Work item
With the images set aside, retype every record below character for character.

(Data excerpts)
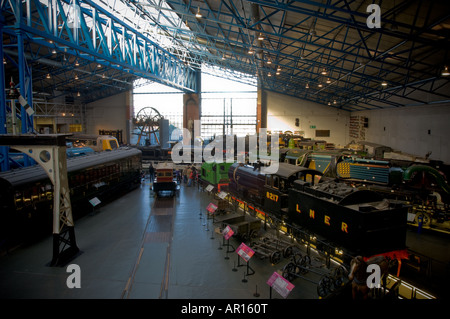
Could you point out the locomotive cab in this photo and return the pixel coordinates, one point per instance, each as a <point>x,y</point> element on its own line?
<point>277,185</point>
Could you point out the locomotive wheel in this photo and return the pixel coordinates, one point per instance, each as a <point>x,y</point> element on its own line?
<point>325,286</point>
<point>253,233</point>
<point>339,275</point>
<point>426,219</point>
<point>288,251</point>
<point>305,262</point>
<point>289,271</point>
<point>275,257</point>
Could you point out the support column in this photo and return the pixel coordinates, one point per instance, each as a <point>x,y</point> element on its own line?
<point>192,110</point>
<point>4,161</point>
<point>261,110</point>
<point>49,151</point>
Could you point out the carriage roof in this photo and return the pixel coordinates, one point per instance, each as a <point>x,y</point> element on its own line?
<point>286,170</point>
<point>35,173</point>
<point>165,166</point>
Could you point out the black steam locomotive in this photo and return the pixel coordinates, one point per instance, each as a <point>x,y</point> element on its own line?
<point>310,205</point>
<point>26,194</point>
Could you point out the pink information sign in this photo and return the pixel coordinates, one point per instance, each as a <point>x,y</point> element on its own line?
<point>245,252</point>
<point>227,232</point>
<point>280,284</point>
<point>211,208</point>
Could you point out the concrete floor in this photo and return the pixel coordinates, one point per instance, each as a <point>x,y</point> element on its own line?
<point>140,247</point>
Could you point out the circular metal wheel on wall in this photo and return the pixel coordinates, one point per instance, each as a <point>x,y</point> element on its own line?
<point>147,122</point>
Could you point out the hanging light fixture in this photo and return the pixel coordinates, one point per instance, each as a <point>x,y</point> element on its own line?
<point>198,14</point>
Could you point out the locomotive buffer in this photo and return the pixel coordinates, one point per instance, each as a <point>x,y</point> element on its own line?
<point>49,151</point>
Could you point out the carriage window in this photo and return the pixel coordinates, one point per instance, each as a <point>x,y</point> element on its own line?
<point>276,182</point>
<point>268,180</point>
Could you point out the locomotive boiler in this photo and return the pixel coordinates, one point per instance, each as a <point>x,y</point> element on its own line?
<point>357,220</point>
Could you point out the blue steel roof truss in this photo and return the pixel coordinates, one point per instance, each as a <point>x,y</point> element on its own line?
<point>99,37</point>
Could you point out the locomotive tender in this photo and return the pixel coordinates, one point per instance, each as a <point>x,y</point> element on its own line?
<point>26,194</point>
<point>359,221</point>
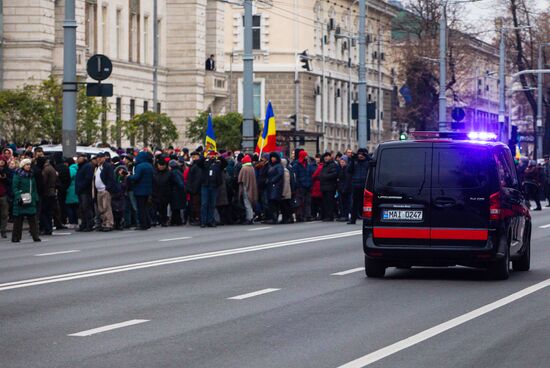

Answer section
Could you point out the locomotive cab in this photo and return the pixel coordinates, one point per instance, each as a <point>x,y</point> element on its own line?
<point>277,185</point>
Could you point out the locomotive wheel in this photo and return the pixel coordinates, one point per instance, each as a <point>x,y</point> element on its own line?
<point>325,286</point>
<point>253,233</point>
<point>339,275</point>
<point>426,219</point>
<point>288,251</point>
<point>305,262</point>
<point>289,271</point>
<point>275,257</point>
Could you point out the support column in this photo and return the pixel coordinates, one point per instance, each as a <point>x,y</point> element on its own line?
<point>192,110</point>
<point>4,161</point>
<point>261,110</point>
<point>49,151</point>
Could you point out the carriage roof in this photo and return the pixel coordinates, one point per instance, each as a <point>x,y</point> element on its own line?
<point>286,170</point>
<point>35,173</point>
<point>165,166</point>
Could you point out the black steam locomotive in this photo and return the pixel coordinates, one point per instance, each as a <point>x,y</point> element on its own line?
<point>310,205</point>
<point>26,194</point>
Could you point out the pink information sign in this photo and return the pixel coordinates, one point per instance, each as a <point>x,y</point> element on its own line?
<point>245,252</point>
<point>227,232</point>
<point>280,284</point>
<point>211,208</point>
Could you point out the concrete floor in this photo and return the pixel coordinates, one point per instance, each as a <point>x,y</point> element on its own line?
<point>140,247</point>
Could you point out the circular metal wheel on wall in this photo and return the pixel coordinates, one point per instance, each as a <point>x,y</point> element on its own line?
<point>147,122</point>
Could you point out the hanging light fixture in this photo and return the pixel coordinates, one point per instance, each as a <point>x,y</point> element on its own line?
<point>198,14</point>
Could you point out the locomotive buffer in this photo and return the pixel coordinates, one point per instance, each as a <point>x,y</point> element on its own line?
<point>49,151</point>
Could you point out the carriage window in this photo and return the pixel coordinates, one point per instance, each as a <point>x,y</point> element on its own line?
<point>276,182</point>
<point>268,180</point>
Could you point out the locomotive boiler in this photo and return the pixel coordinates, one point per instance, each as a <point>x,y</point> element on its own line?
<point>357,220</point>
Could you point out the blue steel roof truss in this photo and return the pixel coordinates, one point per instance, each as a <point>x,y</point> element on its own line?
<point>99,37</point>
Could you point out the locomotive tender in this photo and return the pixel coordinates, one point per instance, each as a <point>x,y</point> element on its own line?
<point>26,194</point>
<point>359,221</point>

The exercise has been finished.